■ DIRECTION 1
Repeat word for word the part of the bike write-up below, starting with "There are a" and going on through "a catalog build.".
== PASSAGE PROVIDED
There are a few things I really like a bike feature to have. One is that the bike is somehow a little different than what everyone else is doing. That’s hard to say about a rigid Sporty build these days, but this one pictured here by Logan Benton out of Fort Myers, Florida grabbed my eye. When you read the list of companies and parts in his spec sheet you will see many familiar names. Yet, somehow Logan combined this collection of household names in Chopperdom into a unique vision that pleases the eye and is more than a catalog build.
I also usually prefer the bikes I shoot to be owner built, and the owner to be an active rider and Chop Cult member. Not to say that’s the only type of bike I want to shoot, but it usually makes for a good combination. Logan met all 3 marks and when he saw I was nearby he went out of his way to reach out through mutual friends to come say “hello.” Considering he was just meeting up to lay down some miles with us, he sure was surprised when, before I had finished shaking his hand, I blurted out "can I shoot your bike."
====
== INFORMATION SHOWN
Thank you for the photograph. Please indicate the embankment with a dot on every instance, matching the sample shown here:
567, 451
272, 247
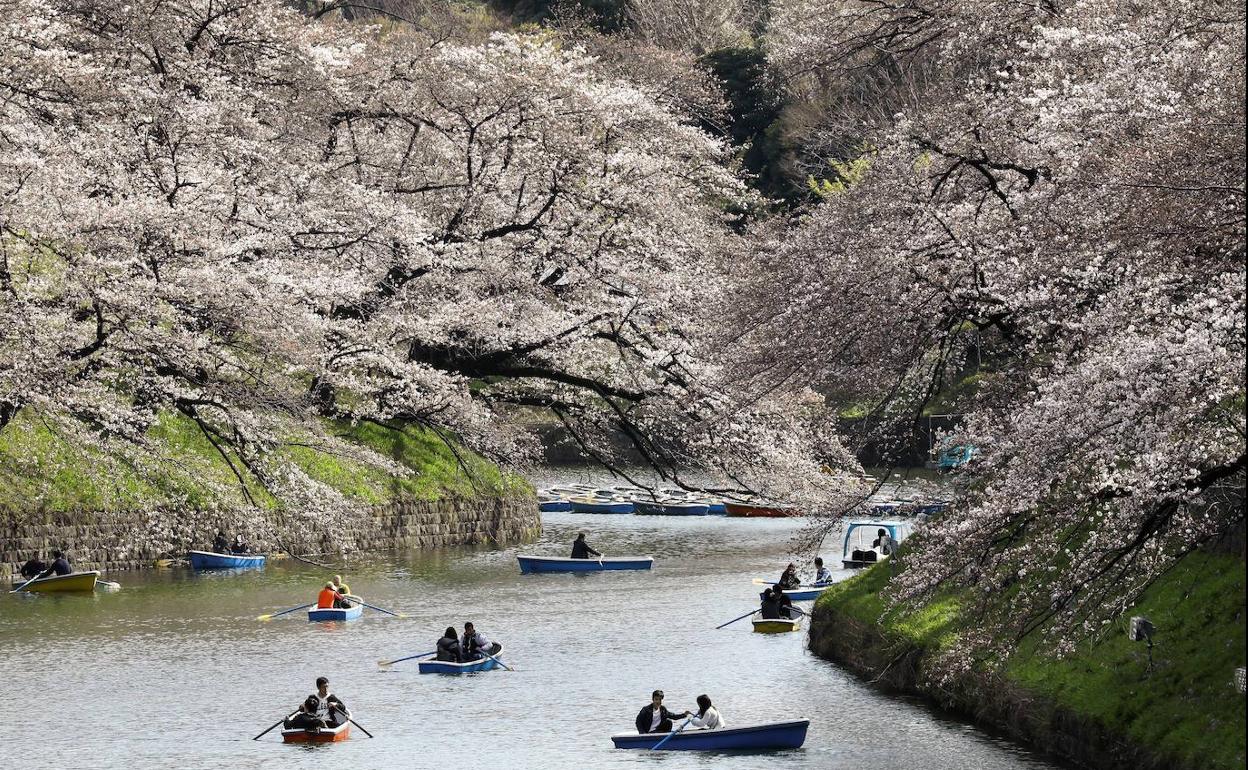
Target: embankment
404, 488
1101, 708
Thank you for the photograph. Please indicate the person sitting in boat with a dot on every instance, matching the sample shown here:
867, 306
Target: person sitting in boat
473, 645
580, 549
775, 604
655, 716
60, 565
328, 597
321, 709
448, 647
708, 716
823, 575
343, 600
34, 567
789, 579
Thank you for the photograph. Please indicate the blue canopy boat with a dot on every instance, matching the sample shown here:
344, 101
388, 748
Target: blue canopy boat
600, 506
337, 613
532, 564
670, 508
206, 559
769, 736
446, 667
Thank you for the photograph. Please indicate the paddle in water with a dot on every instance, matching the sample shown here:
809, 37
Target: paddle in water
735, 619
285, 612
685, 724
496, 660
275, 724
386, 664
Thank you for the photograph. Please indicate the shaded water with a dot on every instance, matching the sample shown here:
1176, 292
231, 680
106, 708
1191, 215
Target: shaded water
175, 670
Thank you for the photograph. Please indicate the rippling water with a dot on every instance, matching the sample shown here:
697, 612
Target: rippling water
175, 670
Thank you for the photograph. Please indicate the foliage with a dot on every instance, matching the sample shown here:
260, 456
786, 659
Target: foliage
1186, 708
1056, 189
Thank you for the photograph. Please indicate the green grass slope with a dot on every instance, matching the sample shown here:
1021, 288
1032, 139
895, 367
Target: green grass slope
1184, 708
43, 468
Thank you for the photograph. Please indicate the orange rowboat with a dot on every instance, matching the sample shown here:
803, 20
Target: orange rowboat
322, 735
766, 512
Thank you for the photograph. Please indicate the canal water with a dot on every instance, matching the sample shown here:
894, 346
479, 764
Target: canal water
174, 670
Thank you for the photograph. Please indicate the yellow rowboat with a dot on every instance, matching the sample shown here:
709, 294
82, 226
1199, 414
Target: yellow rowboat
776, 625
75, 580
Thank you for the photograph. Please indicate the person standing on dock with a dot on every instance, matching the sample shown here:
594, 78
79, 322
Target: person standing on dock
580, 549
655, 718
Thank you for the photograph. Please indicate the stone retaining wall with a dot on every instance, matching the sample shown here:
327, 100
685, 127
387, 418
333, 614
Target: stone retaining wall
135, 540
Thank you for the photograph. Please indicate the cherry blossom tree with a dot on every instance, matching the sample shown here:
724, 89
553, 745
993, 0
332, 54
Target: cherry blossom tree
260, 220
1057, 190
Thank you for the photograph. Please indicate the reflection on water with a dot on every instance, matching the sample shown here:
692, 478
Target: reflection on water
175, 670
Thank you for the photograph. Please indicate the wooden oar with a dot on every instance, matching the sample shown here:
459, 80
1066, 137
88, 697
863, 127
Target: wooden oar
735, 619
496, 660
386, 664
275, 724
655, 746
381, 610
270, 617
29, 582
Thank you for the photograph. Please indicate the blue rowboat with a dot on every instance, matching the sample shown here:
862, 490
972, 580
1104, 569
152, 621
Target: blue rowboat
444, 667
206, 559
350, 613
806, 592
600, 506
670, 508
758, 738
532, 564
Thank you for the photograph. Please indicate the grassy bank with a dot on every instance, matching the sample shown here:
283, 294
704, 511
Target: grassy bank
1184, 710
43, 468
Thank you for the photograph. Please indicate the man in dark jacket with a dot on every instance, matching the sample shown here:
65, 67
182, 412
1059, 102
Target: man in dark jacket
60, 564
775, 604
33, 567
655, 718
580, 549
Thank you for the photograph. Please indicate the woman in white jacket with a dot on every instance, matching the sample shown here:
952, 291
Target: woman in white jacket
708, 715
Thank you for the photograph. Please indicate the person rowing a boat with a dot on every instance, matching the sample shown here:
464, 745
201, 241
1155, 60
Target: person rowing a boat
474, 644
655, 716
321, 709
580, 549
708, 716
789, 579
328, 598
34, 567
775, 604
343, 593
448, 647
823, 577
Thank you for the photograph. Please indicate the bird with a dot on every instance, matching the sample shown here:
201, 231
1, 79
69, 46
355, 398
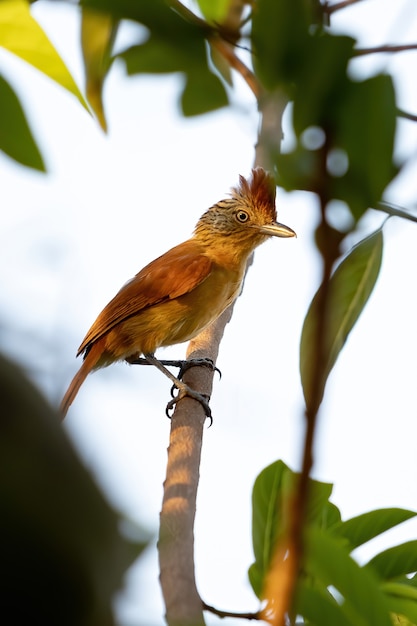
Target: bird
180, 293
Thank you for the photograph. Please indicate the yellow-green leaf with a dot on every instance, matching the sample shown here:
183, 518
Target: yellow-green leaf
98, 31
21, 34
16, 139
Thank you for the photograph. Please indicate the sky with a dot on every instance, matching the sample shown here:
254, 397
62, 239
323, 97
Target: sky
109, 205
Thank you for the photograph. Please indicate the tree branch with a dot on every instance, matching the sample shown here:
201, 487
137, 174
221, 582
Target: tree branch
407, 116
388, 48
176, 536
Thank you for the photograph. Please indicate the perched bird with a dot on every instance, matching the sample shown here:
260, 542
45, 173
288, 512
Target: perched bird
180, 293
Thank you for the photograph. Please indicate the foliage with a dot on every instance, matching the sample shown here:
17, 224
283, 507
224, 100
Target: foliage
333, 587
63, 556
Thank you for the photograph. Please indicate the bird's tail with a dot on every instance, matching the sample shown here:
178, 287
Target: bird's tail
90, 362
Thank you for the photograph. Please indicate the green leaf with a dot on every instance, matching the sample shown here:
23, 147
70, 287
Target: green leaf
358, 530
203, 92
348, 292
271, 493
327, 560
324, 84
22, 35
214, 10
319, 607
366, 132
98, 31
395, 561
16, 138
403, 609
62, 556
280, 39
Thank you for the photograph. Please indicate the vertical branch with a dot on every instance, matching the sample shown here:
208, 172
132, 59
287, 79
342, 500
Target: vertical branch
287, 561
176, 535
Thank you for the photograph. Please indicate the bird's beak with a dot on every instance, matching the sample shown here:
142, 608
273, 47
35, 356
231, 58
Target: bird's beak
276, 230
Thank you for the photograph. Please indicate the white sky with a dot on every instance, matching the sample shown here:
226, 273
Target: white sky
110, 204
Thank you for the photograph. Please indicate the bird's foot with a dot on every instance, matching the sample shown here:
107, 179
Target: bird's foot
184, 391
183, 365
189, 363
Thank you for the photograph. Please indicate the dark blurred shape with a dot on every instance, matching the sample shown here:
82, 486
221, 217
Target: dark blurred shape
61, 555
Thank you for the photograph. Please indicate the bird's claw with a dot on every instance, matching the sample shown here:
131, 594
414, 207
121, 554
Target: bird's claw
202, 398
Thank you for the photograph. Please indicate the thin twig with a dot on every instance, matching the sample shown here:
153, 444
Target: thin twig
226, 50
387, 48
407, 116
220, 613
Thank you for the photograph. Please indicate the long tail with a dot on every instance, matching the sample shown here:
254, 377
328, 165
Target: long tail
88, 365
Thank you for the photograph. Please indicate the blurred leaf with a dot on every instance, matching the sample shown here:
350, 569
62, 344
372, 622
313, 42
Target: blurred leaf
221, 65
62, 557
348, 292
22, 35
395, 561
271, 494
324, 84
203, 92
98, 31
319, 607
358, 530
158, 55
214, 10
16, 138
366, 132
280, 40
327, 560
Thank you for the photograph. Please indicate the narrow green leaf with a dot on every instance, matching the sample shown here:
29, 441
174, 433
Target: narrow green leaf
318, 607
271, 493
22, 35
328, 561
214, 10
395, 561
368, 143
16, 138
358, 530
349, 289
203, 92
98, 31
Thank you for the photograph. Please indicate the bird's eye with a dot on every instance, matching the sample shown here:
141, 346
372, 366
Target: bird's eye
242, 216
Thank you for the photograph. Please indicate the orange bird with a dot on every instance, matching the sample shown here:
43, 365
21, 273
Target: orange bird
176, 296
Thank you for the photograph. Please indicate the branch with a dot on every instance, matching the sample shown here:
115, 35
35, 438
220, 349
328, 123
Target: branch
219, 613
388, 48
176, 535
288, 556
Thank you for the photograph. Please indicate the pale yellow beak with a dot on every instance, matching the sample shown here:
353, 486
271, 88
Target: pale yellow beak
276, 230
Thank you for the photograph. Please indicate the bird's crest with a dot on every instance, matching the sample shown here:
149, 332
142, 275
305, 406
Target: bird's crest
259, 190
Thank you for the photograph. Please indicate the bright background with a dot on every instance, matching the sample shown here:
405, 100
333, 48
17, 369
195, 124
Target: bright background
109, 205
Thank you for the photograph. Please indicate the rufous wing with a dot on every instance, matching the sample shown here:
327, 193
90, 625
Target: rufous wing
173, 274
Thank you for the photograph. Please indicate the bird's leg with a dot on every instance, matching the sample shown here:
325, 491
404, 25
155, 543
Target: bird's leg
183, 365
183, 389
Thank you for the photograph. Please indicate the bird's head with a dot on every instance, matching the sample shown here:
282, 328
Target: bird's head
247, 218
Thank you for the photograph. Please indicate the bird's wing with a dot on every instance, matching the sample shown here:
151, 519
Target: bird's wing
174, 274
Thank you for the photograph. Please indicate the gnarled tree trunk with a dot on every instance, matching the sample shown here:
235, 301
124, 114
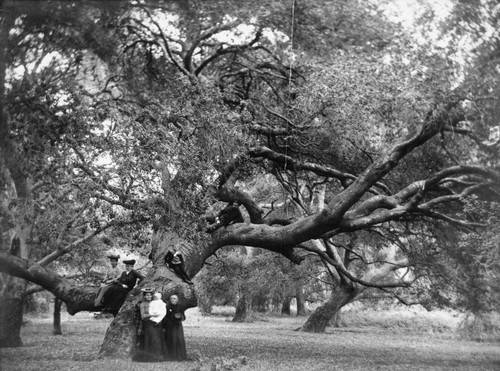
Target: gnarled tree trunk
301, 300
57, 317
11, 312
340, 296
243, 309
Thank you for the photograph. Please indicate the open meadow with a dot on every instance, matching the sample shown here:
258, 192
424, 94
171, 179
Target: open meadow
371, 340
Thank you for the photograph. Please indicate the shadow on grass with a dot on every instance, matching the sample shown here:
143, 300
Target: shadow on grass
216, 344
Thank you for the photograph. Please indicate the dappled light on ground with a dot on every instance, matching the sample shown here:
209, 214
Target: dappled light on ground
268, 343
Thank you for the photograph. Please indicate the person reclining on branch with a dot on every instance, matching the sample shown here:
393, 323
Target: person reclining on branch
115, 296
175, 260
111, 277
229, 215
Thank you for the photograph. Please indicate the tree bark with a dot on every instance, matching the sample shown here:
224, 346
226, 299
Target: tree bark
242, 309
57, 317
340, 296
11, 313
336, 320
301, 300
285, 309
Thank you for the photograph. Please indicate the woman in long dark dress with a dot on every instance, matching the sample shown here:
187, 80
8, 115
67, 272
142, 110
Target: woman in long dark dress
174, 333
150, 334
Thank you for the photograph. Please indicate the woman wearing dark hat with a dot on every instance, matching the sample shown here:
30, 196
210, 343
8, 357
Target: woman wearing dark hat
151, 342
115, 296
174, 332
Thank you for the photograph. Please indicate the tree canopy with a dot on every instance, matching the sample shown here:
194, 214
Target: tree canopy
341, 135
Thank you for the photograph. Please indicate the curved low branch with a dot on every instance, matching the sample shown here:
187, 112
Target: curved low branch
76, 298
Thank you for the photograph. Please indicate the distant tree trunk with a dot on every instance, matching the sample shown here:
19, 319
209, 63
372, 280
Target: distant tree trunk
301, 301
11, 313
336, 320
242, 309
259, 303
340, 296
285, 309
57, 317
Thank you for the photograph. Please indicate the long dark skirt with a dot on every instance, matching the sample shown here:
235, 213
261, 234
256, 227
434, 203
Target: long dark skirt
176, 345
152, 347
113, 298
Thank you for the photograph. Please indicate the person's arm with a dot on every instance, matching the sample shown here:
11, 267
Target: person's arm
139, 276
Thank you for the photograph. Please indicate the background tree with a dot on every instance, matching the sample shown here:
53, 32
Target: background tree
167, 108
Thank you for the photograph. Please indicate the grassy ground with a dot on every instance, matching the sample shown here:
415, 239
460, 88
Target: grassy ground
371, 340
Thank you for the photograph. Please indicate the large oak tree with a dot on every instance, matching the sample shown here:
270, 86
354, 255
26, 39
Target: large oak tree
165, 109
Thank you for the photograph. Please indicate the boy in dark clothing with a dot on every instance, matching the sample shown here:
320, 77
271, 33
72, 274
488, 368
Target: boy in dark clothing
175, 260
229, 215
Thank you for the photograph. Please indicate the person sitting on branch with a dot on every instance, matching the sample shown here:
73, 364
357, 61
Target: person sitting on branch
====
■ DIRECTION 2
Pick out every line of the records above that has the word "distant" in it, and copy each one.

■ TASK SOLUTION 1
There are a few things I really like a bike feature to have. One is that the bike is somehow a little different than what everyone else is doing. That’s hard to say about a rigid Sporty build these days, but this one pictured here by Logan Benton out of Fort Myers, Florida grabbed my eye. When you read the list of companies and parts in his spec sheet you will see many familiar names. Yet, somehow Logan combined this collection of household names in Chopperdom into a unique vision that pleases the eye and is more than a catalog build.

■ TASK SOLUTION 2
Thank you for the photograph. Please indicate the distant tree trunk with a dot on every instance, matching the sample shown here:
Target: distant tree trunk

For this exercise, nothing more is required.